▶ [JOB]:
Rewrite every line of the items below, from the line containing "A point falls on each instance of the white hair" through the end of the items, including the instruction lines. Shift each coordinate in the points by -147.

### LISTING ###

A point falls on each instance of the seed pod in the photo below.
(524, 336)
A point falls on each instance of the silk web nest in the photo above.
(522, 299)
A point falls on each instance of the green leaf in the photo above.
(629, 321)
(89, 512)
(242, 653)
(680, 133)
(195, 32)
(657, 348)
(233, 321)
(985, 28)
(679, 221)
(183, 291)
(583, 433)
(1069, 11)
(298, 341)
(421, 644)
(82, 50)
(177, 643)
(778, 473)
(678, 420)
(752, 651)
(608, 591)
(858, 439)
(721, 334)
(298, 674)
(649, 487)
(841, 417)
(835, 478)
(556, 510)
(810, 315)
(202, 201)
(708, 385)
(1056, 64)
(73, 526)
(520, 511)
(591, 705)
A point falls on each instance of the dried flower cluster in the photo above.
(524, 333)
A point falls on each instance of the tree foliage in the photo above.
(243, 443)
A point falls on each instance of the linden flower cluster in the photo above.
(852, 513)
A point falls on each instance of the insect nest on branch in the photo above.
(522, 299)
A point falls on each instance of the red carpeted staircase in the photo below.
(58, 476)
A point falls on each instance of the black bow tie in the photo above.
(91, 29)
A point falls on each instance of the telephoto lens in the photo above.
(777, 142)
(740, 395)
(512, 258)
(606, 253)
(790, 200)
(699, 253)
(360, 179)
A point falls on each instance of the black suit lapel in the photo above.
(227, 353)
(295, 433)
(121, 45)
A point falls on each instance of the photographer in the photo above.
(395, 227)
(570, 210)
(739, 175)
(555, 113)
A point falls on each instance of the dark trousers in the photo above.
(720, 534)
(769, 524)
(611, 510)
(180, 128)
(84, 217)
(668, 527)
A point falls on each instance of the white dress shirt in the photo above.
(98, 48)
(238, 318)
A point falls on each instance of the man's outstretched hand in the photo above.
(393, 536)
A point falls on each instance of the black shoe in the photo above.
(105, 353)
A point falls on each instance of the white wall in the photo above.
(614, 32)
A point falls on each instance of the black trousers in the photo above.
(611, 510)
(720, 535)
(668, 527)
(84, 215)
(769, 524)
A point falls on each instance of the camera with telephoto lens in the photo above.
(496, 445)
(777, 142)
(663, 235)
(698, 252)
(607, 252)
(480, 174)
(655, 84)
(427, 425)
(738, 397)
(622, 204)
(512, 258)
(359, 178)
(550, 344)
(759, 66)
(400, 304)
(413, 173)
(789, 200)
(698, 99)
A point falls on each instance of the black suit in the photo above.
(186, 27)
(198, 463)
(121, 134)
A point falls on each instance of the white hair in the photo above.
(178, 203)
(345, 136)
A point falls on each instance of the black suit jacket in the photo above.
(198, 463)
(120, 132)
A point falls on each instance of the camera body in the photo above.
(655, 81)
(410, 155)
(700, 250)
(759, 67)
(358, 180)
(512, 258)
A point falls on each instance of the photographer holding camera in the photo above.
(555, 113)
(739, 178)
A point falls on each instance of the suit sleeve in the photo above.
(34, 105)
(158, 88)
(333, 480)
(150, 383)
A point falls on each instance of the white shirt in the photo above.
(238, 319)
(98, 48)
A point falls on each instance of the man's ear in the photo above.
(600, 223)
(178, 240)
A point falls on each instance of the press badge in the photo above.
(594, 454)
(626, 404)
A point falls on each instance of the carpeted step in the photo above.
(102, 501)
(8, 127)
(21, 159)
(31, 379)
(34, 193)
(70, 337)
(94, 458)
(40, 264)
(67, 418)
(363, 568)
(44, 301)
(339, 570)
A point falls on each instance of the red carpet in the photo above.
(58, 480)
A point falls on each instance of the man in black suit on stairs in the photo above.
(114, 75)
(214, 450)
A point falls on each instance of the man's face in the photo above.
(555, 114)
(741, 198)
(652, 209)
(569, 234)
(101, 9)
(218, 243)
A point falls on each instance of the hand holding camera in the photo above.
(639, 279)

###

▶ [FULL OUTPUT]:
A point falls on each instance of the white hair in the photo above.
(31, 56)
(198, -11)
A point falls on each instance of the black suit jacket in the photo above.
(51, 316)
(-27, -15)
A point falls on each instance of the camera body in the photo above.
(508, -66)
(263, 8)
(553, 103)
(612, -80)
(211, 33)
(365, 111)
A point falls on each instance of the photographer holding camera in the photo above.
(408, -34)
(592, 31)
A point falls on each instance of the suit sleeve in the photo above.
(-113, -42)
(11, -59)
(186, 333)
(3, 236)
A point falls on each instance of the white shirt in the photo above.
(91, 172)
(-49, -99)
A point falls on each instance of the man's ear in the photo above.
(453, 76)
(31, 93)
A point falls on each instance of the press badge in the photo above.
(447, 307)
(479, 257)
A point falls on each instance of the carpeted step in the photo above.
(-45, 354)
(-139, -20)
(-126, 12)
(-116, 232)
(-113, 46)
(-77, 190)
(-53, 311)
(-107, 117)
(-80, 271)
(216, 421)
(-103, 154)
(192, 423)
A point falls on each instance of the red carpet in the photo above.
(-89, 333)
A point falls on each instance of the man in black suit on stairs in the photo above.
(-33, -72)
(67, 303)
A point falls on each instance of the man's face in the photo above.
(408, -33)
(594, 51)
(505, 62)
(422, 87)
(-46, -138)
(71, 96)
A point falls on each instance of the hand holding camera in the photo above.
(492, 132)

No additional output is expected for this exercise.